> **TASK 1**
Could you reproduce the passage in the Merklin biography starting at "- Born: February" and ending at "Belgium and France.", word for word?

> **QUOTED TEXT**
= = =

- Born: February 17, 1819 Oberhausen, Baden
- Died: July 10, 1905 (aged 86) Nancy, France
- Occupation: Organ builder

= Joseph Merklin =

German and French organ builder (1819–1905)

Joseph Merklin (17 February 1819 – 10 July 1905) was a Baden-born organ builder who later became a French citizen. By the time of his retirement in 1898, he was a Chevalier of the Légion d'Honneur and had built, restored, or repaired over 400 organs, primarily in the churches of Belgium and France.

==Life and career==
Merklin was born in Oberhausen in Baden and was trained in his craft first by his father and then by Friedrich Hasse in Bern and Eberhard Friedrich Walcker in Ludwigsburg. He set up his own firm in Belgium in 1843 and later went into partnership with his brother-in-law, Friedrich Schütze, renaming the firm Merklin, Schütze & Cie. In 1855 he bought out the Ducroquet firm in Paris and began to work almost exclusively in France. Three years later, he reorganized the company as the Société Anonyme pour la Fabrication des Orgues, Établissement Merklin-Schütze. In 1867 the company's grand organ built for the Basilica of St. Epvre in Nancy received a Gold Medal at the Exposition Universelle in Paris and Merklin was made a Chevalier of the Légion d'Honneur.

= = =

> **TASK 2**
Counting case-sensitively, how many lines in the rows below contain the string "rule"? Give only the number.

> **RECORDS FOR THE TASK**
= = =

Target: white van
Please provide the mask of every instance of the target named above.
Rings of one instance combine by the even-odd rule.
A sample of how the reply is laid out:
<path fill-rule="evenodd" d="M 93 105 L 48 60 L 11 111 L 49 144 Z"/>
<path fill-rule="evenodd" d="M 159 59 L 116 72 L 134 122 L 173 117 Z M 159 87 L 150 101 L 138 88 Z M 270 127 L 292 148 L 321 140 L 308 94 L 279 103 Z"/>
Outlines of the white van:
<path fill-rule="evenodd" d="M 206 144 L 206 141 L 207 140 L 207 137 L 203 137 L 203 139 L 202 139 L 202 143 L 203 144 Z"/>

= = =

> **EXPECTED OUTPUT 1**
- Born: February 17, 1819 Oberhausen, Baden
- Died: July 10, 1905 (aged 86) Nancy, France
- Occupation: Organ builder

= Joseph Merklin =

German and French organ builder (1819–1905)

Joseph Merklin (17 February 1819 – 10 July 1905) was a Baden-born organ builder who later became a French citizen. By the time of his retirement in 1898, he was a Chevalier of the Légion d'Honneur and had built, restored, or repaired over 400 organs, primarily in the churches of Belgium and France.

> **EXPECTED OUTPUT 2**
4